(Image point grounding data)
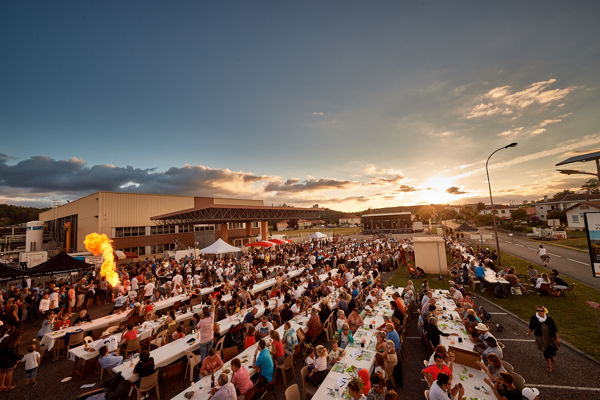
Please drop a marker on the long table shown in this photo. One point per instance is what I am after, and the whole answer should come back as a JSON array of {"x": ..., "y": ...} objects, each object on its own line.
[{"x": 359, "y": 355}]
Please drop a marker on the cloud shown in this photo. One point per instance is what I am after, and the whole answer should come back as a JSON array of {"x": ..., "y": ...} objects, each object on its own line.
[
  {"x": 308, "y": 185},
  {"x": 455, "y": 190},
  {"x": 503, "y": 101},
  {"x": 41, "y": 174}
]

* **TASK DIRECTIONS**: Without the images, print all of the lines above exactly.

* **RESULT OF THIS TASK**:
Please drop a marker on the long table shown in this photo. One point per instance is what I am after, and the whole answer should come back as a JSON array of {"x": ..., "y": ...} objects, each object on its own line.
[{"x": 359, "y": 355}]
Please drop a marker on the cloud shown in this photo. One point per instance is what I am after, and the whole answer should come back as a JSON array of {"x": ..., "y": ...} objects, each object on its own line.
[
  {"x": 308, "y": 185},
  {"x": 455, "y": 190},
  {"x": 503, "y": 101},
  {"x": 41, "y": 174}
]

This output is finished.